Task input
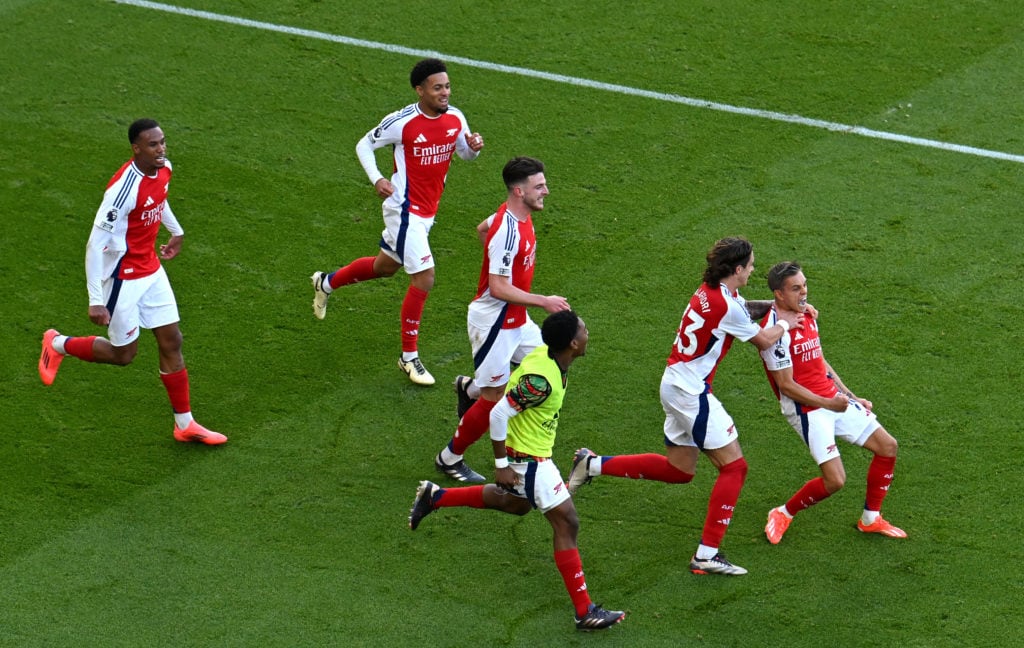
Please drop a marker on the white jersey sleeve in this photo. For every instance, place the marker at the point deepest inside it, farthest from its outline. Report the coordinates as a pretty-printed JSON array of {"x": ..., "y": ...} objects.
[
  {"x": 503, "y": 245},
  {"x": 108, "y": 242},
  {"x": 737, "y": 320}
]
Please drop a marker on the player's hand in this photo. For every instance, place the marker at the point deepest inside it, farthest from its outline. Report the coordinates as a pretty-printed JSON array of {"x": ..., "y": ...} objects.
[
  {"x": 796, "y": 319},
  {"x": 506, "y": 478},
  {"x": 171, "y": 248},
  {"x": 839, "y": 402},
  {"x": 384, "y": 187},
  {"x": 555, "y": 303},
  {"x": 99, "y": 315},
  {"x": 864, "y": 402},
  {"x": 474, "y": 141}
]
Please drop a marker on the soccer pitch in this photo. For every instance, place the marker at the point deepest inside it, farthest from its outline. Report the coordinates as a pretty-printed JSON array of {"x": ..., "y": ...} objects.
[{"x": 881, "y": 145}]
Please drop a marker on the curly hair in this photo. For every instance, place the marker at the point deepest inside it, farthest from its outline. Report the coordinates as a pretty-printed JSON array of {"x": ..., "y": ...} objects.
[
  {"x": 724, "y": 257},
  {"x": 559, "y": 330},
  {"x": 424, "y": 69}
]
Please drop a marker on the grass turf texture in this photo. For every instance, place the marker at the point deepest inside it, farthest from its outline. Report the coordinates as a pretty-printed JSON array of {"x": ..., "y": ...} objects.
[{"x": 294, "y": 533}]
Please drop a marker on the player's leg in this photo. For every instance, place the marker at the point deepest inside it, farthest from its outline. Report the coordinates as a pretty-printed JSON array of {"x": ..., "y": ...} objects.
[
  {"x": 411, "y": 246},
  {"x": 676, "y": 467},
  {"x": 158, "y": 311},
  {"x": 386, "y": 263},
  {"x": 122, "y": 314},
  {"x": 493, "y": 349},
  {"x": 731, "y": 467},
  {"x": 817, "y": 430},
  {"x": 558, "y": 509},
  {"x": 880, "y": 477},
  {"x": 430, "y": 497}
]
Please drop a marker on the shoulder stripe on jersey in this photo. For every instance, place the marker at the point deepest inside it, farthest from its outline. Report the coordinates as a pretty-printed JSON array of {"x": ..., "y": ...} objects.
[
  {"x": 399, "y": 115},
  {"x": 510, "y": 231},
  {"x": 126, "y": 186}
]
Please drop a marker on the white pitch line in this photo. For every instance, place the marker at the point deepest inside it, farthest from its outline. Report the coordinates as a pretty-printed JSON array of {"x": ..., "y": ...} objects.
[{"x": 583, "y": 83}]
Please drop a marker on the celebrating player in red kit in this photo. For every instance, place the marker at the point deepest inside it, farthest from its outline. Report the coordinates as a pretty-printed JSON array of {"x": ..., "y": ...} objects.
[
  {"x": 128, "y": 288},
  {"x": 423, "y": 136},
  {"x": 821, "y": 408}
]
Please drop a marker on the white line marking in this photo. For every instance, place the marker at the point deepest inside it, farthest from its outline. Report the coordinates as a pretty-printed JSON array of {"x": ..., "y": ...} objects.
[{"x": 583, "y": 83}]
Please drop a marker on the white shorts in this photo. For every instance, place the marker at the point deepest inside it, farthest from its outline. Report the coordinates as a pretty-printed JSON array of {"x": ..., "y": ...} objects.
[
  {"x": 142, "y": 303},
  {"x": 698, "y": 421},
  {"x": 819, "y": 429},
  {"x": 495, "y": 349},
  {"x": 540, "y": 483},
  {"x": 406, "y": 239}
]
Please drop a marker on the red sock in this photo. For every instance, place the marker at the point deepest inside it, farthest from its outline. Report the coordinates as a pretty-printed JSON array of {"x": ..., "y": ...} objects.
[
  {"x": 461, "y": 497},
  {"x": 474, "y": 423},
  {"x": 177, "y": 389},
  {"x": 811, "y": 492},
  {"x": 359, "y": 270},
  {"x": 412, "y": 312},
  {"x": 880, "y": 475},
  {"x": 570, "y": 567},
  {"x": 724, "y": 495},
  {"x": 81, "y": 348},
  {"x": 654, "y": 467}
]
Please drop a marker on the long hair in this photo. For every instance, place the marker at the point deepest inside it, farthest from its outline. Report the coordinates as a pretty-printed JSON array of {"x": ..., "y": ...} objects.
[{"x": 724, "y": 257}]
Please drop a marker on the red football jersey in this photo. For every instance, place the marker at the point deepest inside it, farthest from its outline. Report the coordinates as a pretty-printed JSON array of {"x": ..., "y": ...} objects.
[
  {"x": 131, "y": 212},
  {"x": 510, "y": 250}
]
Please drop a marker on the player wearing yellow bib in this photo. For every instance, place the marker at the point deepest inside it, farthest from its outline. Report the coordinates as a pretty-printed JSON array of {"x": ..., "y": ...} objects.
[{"x": 522, "y": 433}]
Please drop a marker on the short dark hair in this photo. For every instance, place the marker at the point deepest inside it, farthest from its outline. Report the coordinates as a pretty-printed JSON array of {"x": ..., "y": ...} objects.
[
  {"x": 518, "y": 169},
  {"x": 724, "y": 257},
  {"x": 424, "y": 69},
  {"x": 140, "y": 126},
  {"x": 781, "y": 271},
  {"x": 559, "y": 330}
]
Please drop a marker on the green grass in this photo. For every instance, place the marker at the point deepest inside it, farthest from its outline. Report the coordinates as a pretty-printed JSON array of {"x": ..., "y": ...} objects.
[{"x": 294, "y": 533}]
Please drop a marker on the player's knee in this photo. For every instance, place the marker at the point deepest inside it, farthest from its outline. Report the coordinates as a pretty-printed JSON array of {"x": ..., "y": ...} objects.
[
  {"x": 737, "y": 467},
  {"x": 835, "y": 482},
  {"x": 123, "y": 355}
]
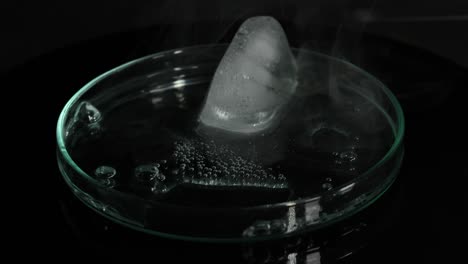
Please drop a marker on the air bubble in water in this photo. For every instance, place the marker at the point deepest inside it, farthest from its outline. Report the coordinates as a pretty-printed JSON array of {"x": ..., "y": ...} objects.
[
  {"x": 146, "y": 173},
  {"x": 104, "y": 172},
  {"x": 87, "y": 113},
  {"x": 327, "y": 186},
  {"x": 348, "y": 156}
]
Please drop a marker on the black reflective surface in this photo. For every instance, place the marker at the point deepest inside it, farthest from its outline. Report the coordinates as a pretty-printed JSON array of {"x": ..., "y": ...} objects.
[{"x": 421, "y": 219}]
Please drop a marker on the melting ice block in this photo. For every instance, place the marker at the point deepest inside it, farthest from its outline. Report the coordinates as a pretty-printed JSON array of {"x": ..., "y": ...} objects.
[{"x": 254, "y": 80}]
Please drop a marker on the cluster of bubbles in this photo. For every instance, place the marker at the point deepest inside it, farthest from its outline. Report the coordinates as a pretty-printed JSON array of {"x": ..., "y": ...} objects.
[
  {"x": 197, "y": 162},
  {"x": 207, "y": 163}
]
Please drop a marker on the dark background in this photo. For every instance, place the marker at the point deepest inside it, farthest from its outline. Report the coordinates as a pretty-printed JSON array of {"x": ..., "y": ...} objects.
[
  {"x": 49, "y": 49},
  {"x": 32, "y": 28}
]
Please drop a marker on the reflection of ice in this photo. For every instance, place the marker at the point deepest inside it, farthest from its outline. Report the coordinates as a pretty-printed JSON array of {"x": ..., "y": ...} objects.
[
  {"x": 254, "y": 80},
  {"x": 297, "y": 217}
]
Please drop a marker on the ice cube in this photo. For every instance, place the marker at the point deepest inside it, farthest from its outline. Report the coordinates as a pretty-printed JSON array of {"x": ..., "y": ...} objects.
[{"x": 254, "y": 80}]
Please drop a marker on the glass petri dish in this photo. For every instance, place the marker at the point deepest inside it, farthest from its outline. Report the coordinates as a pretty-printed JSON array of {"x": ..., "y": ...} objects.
[{"x": 130, "y": 148}]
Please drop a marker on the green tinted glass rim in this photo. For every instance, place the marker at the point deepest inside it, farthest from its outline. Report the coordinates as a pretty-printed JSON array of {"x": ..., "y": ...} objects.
[{"x": 398, "y": 126}]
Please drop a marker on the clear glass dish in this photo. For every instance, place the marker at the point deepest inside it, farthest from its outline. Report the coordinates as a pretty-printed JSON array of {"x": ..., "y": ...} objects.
[{"x": 129, "y": 148}]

Prompt
Please copy the material above word for word, from the line containing "Please drop a marker on the reflection" down to the end of the material.

Task solution
Please drop a marker on the reflection of ice in this photo. For every instance, place the marker at the point deepest inside it, farthest from its outline. Report the coordinates as a pretty-printed JSON array of {"x": ..., "y": ...} objects.
[
  {"x": 254, "y": 80},
  {"x": 297, "y": 217}
]
Please drop a marker on the ice cube in this photo. For every instance, place the marker at the point deepest inside it, farthest from its outline. Report the coordinates as a pretty-printed JSON array of {"x": ..., "y": ...} objects.
[{"x": 254, "y": 80}]
Please drop a marker on the glass petri dish in this photo. For every instance, place the marker at the point deepest inside it, farthest from its outline. Report the coordinates as a pretty-printed JSON array of {"x": ..., "y": ...} objects.
[{"x": 130, "y": 148}]
Please drop a marker on the green tinted glass rim in this photo. For every instance, place the marker at the point deepest inside it, farthest from its outline. Report the coordinates as a pretty-printed JSON array of {"x": ..., "y": ...} objects.
[{"x": 398, "y": 126}]
Please drop a marker on the clear glass dish in this photo. For every instance, place the marker at the point deepest inside it, farthest from its outline. Report the coordinates as a pretty-printed JSON array of {"x": ..., "y": ...} objects.
[{"x": 129, "y": 148}]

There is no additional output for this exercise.